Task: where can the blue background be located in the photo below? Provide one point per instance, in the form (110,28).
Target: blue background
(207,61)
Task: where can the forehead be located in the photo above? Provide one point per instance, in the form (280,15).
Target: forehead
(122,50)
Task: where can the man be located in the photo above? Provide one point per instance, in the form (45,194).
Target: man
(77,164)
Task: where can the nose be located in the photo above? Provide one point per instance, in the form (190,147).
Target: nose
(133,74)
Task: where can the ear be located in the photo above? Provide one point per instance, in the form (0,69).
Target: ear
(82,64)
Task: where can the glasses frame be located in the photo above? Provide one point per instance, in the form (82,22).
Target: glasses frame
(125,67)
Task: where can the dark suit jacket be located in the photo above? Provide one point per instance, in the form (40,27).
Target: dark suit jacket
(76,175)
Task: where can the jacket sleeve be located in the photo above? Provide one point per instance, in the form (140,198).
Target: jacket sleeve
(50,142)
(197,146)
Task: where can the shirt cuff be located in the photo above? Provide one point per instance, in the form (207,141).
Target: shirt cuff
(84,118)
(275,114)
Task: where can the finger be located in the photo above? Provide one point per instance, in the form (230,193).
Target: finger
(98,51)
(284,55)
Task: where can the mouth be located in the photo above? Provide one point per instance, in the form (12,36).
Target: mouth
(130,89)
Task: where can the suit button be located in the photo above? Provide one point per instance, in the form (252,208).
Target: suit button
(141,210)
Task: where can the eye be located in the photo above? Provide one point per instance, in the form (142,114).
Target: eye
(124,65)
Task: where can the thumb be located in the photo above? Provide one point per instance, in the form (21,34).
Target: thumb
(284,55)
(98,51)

━━━━━━

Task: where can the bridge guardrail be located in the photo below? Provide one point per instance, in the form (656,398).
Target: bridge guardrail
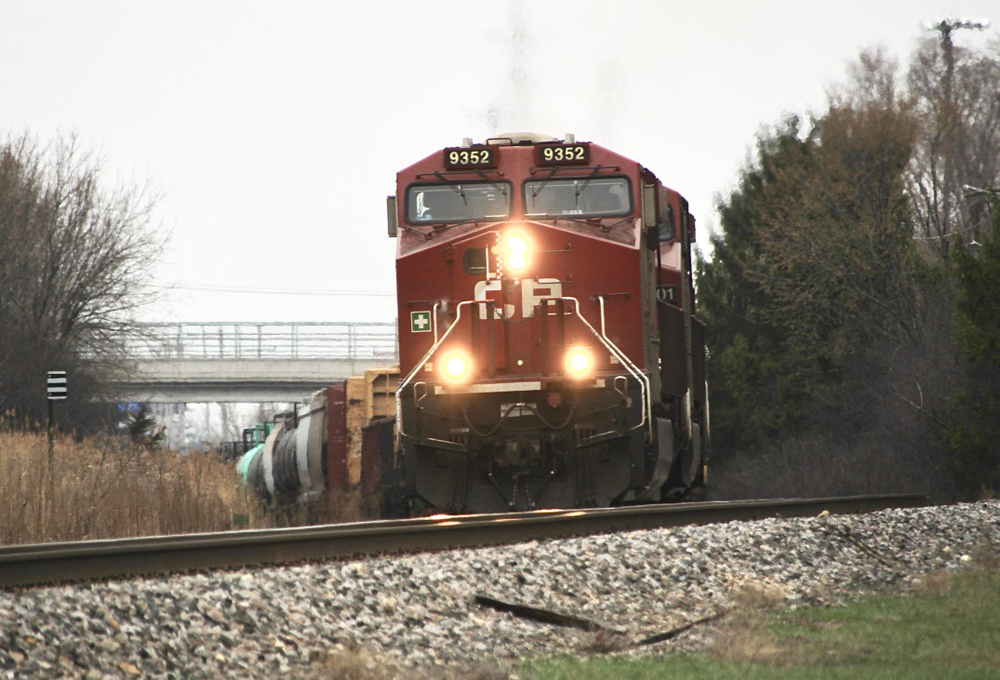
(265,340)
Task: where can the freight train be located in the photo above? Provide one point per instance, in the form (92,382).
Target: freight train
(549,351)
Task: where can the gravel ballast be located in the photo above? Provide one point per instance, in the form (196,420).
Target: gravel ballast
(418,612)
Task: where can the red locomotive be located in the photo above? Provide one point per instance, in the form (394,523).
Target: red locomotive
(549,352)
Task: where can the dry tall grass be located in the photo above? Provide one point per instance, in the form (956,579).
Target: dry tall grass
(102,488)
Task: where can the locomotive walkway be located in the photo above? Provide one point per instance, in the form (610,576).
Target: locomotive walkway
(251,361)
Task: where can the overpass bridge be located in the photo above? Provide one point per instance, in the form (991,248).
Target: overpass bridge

━━━━━━

Show every line above that contains the string "sleeve", copying each one in full.

Task: where can the jacket sleeve be located in the photo above? Provide one point per instance, in the form (140,198).
Target: jacket sleeve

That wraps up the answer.